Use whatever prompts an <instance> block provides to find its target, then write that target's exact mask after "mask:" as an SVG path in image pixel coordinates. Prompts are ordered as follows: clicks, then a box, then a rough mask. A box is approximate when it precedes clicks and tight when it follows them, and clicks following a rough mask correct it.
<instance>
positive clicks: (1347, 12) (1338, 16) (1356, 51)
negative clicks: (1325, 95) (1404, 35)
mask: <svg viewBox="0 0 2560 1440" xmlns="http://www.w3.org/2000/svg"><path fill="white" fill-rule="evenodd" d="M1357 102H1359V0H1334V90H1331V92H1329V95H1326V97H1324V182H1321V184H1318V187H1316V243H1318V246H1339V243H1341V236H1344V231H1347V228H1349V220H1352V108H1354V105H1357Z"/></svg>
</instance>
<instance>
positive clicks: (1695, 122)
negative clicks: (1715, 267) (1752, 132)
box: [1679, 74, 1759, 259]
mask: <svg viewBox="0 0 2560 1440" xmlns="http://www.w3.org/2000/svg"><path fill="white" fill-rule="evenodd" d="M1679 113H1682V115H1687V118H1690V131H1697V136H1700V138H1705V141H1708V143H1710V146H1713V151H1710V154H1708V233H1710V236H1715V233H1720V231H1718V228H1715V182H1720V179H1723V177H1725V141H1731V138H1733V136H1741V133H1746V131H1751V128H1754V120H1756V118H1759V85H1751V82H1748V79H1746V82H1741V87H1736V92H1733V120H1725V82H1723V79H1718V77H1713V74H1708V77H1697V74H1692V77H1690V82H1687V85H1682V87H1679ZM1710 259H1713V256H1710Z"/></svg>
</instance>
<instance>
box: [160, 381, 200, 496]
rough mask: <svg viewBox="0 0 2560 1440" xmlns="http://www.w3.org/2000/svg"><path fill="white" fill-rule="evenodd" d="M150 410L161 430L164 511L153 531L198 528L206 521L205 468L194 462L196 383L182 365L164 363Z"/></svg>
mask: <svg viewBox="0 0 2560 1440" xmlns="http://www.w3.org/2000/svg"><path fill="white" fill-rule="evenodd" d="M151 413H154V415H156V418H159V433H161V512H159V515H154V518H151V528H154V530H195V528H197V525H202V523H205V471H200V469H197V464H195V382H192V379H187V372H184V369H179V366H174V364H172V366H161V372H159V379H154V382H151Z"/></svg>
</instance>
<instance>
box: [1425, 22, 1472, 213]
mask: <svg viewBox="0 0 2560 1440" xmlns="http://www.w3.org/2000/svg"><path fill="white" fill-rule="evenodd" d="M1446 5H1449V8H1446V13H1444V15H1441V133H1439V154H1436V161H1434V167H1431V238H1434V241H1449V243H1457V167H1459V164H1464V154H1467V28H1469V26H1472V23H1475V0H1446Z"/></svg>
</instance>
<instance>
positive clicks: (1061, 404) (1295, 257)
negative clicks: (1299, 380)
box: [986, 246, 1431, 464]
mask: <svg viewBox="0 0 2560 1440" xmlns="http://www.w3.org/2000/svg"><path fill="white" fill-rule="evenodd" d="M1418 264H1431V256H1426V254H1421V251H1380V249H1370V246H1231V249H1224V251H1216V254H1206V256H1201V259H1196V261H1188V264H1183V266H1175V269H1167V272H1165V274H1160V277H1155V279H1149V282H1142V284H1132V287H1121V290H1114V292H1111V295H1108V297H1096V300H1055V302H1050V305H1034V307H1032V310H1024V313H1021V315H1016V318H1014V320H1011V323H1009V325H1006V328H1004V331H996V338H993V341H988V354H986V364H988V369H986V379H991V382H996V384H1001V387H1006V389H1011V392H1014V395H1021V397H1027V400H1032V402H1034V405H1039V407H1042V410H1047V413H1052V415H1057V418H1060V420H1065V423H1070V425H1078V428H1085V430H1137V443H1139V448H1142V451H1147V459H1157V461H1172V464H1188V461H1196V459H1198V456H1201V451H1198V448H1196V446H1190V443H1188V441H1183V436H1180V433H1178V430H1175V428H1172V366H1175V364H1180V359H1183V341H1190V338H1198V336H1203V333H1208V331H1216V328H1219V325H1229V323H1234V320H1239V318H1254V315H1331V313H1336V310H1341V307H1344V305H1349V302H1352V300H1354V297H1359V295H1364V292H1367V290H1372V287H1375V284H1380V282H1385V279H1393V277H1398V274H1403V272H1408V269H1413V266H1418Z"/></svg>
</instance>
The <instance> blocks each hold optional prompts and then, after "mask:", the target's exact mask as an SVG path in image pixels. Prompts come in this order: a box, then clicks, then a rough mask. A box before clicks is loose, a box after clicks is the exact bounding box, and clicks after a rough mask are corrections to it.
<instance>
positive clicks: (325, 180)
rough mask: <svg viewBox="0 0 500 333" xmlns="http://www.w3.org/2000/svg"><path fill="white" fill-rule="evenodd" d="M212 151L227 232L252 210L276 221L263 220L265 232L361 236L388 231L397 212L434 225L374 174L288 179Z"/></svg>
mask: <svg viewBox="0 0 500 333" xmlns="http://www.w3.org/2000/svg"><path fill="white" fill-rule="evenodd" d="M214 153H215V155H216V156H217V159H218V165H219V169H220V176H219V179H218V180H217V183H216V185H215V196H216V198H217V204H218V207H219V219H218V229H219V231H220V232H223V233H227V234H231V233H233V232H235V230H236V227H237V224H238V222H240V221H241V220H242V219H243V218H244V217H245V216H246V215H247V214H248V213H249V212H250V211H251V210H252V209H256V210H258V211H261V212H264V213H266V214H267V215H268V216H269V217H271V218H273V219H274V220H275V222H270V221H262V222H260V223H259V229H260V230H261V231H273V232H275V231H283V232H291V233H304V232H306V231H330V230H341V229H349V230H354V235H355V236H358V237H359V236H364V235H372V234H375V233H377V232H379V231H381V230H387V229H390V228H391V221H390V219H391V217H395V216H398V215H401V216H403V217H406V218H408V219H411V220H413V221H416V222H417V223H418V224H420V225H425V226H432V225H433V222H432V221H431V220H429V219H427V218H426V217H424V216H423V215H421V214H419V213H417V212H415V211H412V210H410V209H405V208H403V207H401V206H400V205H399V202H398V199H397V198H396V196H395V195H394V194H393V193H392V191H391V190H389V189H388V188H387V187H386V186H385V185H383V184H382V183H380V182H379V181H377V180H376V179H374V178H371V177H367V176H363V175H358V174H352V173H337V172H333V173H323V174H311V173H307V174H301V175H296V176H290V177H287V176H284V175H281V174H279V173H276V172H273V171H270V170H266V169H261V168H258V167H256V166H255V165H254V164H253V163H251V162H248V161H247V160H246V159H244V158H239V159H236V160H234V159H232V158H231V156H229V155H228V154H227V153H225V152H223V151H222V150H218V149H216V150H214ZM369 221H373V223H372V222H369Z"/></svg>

+ + +

=== Exercise ===
Copy the records. Each line should match exactly.

=== Problem solution ===
Use whatever prompts an <instance> block provides to find its target, then write that target's exact mask after "mask:" as an SVG path in image pixel coordinates. Prompts are ordered as follows: clicks, then a box, then a rough mask. A box is approximate when it precedes clicks and tight when it follows them, and clicks following a rough mask correct it.
<instance>
positive clicks: (1347, 12) (1338, 16) (1356, 51)
negative clicks: (1325, 95) (1404, 35)
mask: <svg viewBox="0 0 2560 1440" xmlns="http://www.w3.org/2000/svg"><path fill="white" fill-rule="evenodd" d="M1357 102H1359V0H1334V90H1331V92H1329V95H1326V97H1324V182H1321V184H1318V187H1316V243H1318V246H1339V243H1341V236H1344V231H1347V228H1349V220H1352V108H1354V105H1357Z"/></svg>
</instance>
<instance>
positive clicks: (1695, 122)
negative clicks: (1715, 267) (1752, 132)
box: [1679, 74, 1759, 259]
mask: <svg viewBox="0 0 2560 1440" xmlns="http://www.w3.org/2000/svg"><path fill="white" fill-rule="evenodd" d="M1679 113H1682V115H1687V118H1690V131H1697V136H1700V138H1705V141H1708V143H1710V146H1713V151H1710V154H1708V233H1710V236H1715V233H1720V231H1718V228H1715V182H1720V179H1723V177H1725V141H1731V138H1733V136H1741V133H1746V131H1751V128H1754V120H1756V118H1759V85H1751V82H1748V79H1746V82H1741V87H1736V92H1733V120H1725V82H1723V79H1718V77H1713V74H1708V77H1697V74H1692V77H1690V82H1687V85H1682V87H1679ZM1710 259H1713V256H1710Z"/></svg>
</instance>
<instance>
box: [160, 381, 200, 496]
rough mask: <svg viewBox="0 0 2560 1440" xmlns="http://www.w3.org/2000/svg"><path fill="white" fill-rule="evenodd" d="M150 410L161 430L164 511L153 531L198 528L206 521L205 468L194 462L196 383L182 365L164 363Z"/></svg>
mask: <svg viewBox="0 0 2560 1440" xmlns="http://www.w3.org/2000/svg"><path fill="white" fill-rule="evenodd" d="M151 413H154V415H156V418H159V433H161V512H159V515H154V518H151V528H154V530H195V528H197V525H202V523H205V471H200V469H197V464H195V382H192V379H187V372H184V369H179V366H174V364H172V366H161V372H159V379H154V382H151Z"/></svg>
</instance>
<instance>
box: [1425, 22, 1472, 213]
mask: <svg viewBox="0 0 2560 1440" xmlns="http://www.w3.org/2000/svg"><path fill="white" fill-rule="evenodd" d="M1446 5H1449V8H1446V13H1444V15H1441V133H1439V154H1436V161H1434V167H1431V238H1434V241H1449V243H1457V167H1459V164H1464V154H1467V28H1469V26H1472V23H1475V0H1446Z"/></svg>
</instance>
<instance>
positive clicks: (1061, 404) (1295, 257)
negative clicks: (1299, 380)
box: [986, 246, 1431, 464]
mask: <svg viewBox="0 0 2560 1440" xmlns="http://www.w3.org/2000/svg"><path fill="white" fill-rule="evenodd" d="M1418 264H1431V256H1426V254H1421V251H1380V249H1370V246H1231V249H1224V251H1216V254H1206V256H1201V259H1196V261H1188V264H1183V266H1175V269H1167V272H1165V274H1160V277H1155V279H1149V282H1142V284H1132V287H1121V290H1114V292H1111V295H1108V297H1096V300H1055V302H1050V305H1034V307H1032V310H1024V313H1021V315H1016V318H1014V320H1011V323H1009V325H1006V328H1004V331H996V338H993V341H988V354H986V364H988V369H986V379H991V382H996V384H1001V387H1006V389H1011V392H1014V395H1021V397H1027V400H1032V402H1034V405H1039V407H1042V410H1047V413H1052V415H1057V418H1060V420H1065V423H1070V425H1078V428H1085V430H1137V443H1139V448H1142V451H1147V459H1157V461H1172V464H1188V461H1196V459H1198V456H1201V451H1198V448H1196V446H1190V443H1188V441H1183V436H1180V433H1178V430H1175V428H1172V366H1175V364H1180V359H1183V341H1190V338H1198V336H1203V333H1208V331H1216V328H1219V325H1229V323H1234V320H1239V318H1254V315H1331V313H1336V310H1341V307H1344V305H1349V302H1352V300H1354V297H1359V295H1364V292H1367V290H1372V287H1375V284H1380V282H1385V279H1393V277H1398V274H1403V272H1408V269H1413V266H1418Z"/></svg>
</instance>
The <instance> blocks each hold optional prompts and then, after "mask:", the target's exact mask as an SVG path in image pixels. Prompts come in this order: a box, then clicks, then a rough mask. A box before clicks is loose, a box after clicks is the exact bounding box, and clicks after a rough mask are corrections to it.
<instance>
positive clicks: (325, 180)
rough mask: <svg viewBox="0 0 500 333" xmlns="http://www.w3.org/2000/svg"><path fill="white" fill-rule="evenodd" d="M212 151L227 232L252 210L276 221L263 220L265 232L361 236L388 231L397 212L434 225L374 174L288 179Z"/></svg>
mask: <svg viewBox="0 0 500 333" xmlns="http://www.w3.org/2000/svg"><path fill="white" fill-rule="evenodd" d="M214 153H215V155H216V156H217V159H218V165H219V169H220V176H219V179H218V180H217V183H216V185H215V196H216V198H217V204H218V207H219V219H218V229H219V231H220V232H223V233H227V234H231V233H233V232H235V230H236V227H237V224H238V222H240V221H241V220H242V219H243V218H244V217H245V216H246V215H247V214H248V213H249V212H250V211H251V210H252V209H256V210H258V211H261V212H264V213H266V214H267V215H268V216H269V217H271V218H273V219H274V220H275V222H270V221H262V222H260V223H259V229H260V230H261V231H273V232H275V231H283V232H291V233H304V232H306V231H330V230H341V229H349V230H354V235H355V236H358V237H359V236H364V235H372V234H375V233H377V232H379V231H381V230H387V229H390V228H391V221H390V219H391V217H395V216H398V215H401V216H403V217H406V218H408V219H411V220H413V221H416V222H417V223H418V224H420V225H425V226H432V225H433V222H432V221H431V220H429V219H427V218H426V217H424V216H423V215H421V214H419V213H417V212H415V211H412V210H410V209H405V208H403V207H401V206H400V205H399V202H398V199H397V198H396V196H395V195H394V194H393V193H392V191H391V190H389V189H388V188H387V187H386V186H385V185H383V184H382V183H380V182H379V181H377V180H376V179H374V178H371V177H367V176H363V175H358V174H352V173H337V172H333V173H323V174H311V173H307V174H301V175H296V176H290V177H287V176H284V175H281V174H279V173H276V172H273V171H270V170H266V169H261V168H258V167H256V166H255V165H254V164H253V163H251V162H248V161H247V160H246V159H244V158H239V159H236V160H234V159H232V158H231V156H229V155H228V154H227V153H225V152H223V151H222V150H218V149H216V150H214ZM369 221H373V223H372V222H369Z"/></svg>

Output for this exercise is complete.